Tally every line of the records below that includes "foliage", and reply with the total alone.

___ MATERIAL TO PROCESS ___

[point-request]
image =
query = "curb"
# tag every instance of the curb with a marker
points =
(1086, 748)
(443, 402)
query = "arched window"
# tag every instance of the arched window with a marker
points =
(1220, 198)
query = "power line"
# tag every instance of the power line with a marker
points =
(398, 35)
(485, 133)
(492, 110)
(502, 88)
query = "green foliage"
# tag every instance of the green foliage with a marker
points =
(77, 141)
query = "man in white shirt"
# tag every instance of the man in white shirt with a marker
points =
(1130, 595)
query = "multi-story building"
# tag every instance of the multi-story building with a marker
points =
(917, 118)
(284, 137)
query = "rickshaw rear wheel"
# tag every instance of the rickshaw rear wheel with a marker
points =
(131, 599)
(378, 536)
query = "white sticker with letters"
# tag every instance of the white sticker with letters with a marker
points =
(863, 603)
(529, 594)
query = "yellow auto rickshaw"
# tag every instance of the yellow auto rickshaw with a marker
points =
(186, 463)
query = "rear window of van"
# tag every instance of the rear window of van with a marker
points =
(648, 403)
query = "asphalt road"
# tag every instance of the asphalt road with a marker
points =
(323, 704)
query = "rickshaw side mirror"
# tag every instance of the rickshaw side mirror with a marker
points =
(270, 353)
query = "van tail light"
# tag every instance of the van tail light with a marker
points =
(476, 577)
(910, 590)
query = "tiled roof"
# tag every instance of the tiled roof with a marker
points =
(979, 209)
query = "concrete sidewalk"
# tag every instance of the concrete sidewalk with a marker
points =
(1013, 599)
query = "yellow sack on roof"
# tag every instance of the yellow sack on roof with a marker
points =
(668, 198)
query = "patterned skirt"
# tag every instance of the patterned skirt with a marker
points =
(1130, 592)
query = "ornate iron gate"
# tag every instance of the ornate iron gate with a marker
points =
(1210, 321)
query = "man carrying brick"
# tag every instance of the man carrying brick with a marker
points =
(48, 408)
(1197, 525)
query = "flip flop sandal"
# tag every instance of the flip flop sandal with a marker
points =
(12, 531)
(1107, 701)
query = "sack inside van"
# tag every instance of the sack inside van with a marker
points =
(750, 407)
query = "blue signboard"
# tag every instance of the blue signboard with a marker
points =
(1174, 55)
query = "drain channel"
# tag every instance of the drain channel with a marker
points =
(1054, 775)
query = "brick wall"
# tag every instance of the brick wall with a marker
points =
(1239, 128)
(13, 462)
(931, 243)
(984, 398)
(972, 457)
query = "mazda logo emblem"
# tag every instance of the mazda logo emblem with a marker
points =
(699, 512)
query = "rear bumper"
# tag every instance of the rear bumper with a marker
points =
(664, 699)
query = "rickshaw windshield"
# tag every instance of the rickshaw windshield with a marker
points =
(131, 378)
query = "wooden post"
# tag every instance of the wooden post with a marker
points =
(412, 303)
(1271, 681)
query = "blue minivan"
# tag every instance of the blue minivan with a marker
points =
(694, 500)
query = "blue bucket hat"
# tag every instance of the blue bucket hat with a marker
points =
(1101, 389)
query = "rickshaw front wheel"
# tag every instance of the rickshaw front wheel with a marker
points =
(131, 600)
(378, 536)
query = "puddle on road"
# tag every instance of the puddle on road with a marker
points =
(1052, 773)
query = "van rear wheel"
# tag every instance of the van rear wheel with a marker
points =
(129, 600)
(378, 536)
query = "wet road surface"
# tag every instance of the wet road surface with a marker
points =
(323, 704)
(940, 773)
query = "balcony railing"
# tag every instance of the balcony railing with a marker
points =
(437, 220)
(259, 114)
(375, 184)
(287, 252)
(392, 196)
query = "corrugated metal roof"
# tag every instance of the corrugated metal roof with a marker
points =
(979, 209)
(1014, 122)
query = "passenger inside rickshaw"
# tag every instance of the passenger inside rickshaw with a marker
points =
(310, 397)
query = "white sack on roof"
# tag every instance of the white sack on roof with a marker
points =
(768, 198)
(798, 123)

___

▸ EXERCISE RESPONSE
2